WRITTEN EXERCISE - Reproduce each of the following rows without any change.

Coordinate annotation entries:
* BEGIN *
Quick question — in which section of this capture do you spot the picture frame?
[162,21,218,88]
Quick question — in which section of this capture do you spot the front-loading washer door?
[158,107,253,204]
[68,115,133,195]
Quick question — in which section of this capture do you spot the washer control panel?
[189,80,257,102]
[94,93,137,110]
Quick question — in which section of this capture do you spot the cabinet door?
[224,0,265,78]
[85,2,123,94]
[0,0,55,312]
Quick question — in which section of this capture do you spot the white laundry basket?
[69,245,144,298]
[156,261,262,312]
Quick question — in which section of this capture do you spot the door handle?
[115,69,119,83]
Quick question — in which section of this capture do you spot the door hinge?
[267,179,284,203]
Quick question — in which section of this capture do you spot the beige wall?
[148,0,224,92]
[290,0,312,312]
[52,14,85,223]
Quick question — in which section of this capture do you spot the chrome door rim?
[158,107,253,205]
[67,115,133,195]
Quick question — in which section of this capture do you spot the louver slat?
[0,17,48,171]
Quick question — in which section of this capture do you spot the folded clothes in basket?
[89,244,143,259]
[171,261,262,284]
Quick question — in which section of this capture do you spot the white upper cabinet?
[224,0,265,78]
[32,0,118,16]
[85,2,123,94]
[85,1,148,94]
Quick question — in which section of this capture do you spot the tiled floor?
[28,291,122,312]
* END *
EXPECTED OUTPUT -
Quick question — in which section of this capture do you spot the picture frame?
[162,21,218,88]
Quick question — in which section of this capture do you spot the front-loading washer door?
[158,107,253,204]
[68,115,133,195]
Quick question — in which section of this capture do you spot the washer control panel?
[189,80,257,102]
[94,93,137,110]
Quick question — in which section of this capture do you spot the cabinet door?
[224,0,265,78]
[85,2,123,94]
[0,0,55,312]
Quick question — in which section of this capture do you spot the white laundry basket?
[69,245,144,298]
[156,261,262,312]
Quick question — in which section of this capture do you spot the door handle?
[115,69,119,83]
Quick question — in which section of this capture do you spot the door hinge?
[267,179,284,203]
Quick question — in which section of this capture do you spot the beige wall?
[148,0,224,92]
[290,0,312,312]
[52,14,85,223]
Quick question — in which section of this capture do you spot the chrome door rim?
[158,107,253,205]
[67,115,133,195]
Quick question — in which section of this capture do you spot the louver slat?
[0,17,48,171]
Quick question — in which section of this capture do you spot the folded clothes in basket?
[89,244,143,259]
[171,261,262,284]
Quick question — in which section of this capture do you spot the white upper cabinet?
[224,0,265,78]
[32,0,118,16]
[85,2,123,94]
[85,1,148,94]
Quick question — in which section of this capture do you spot the tiled floor?
[28,291,122,312]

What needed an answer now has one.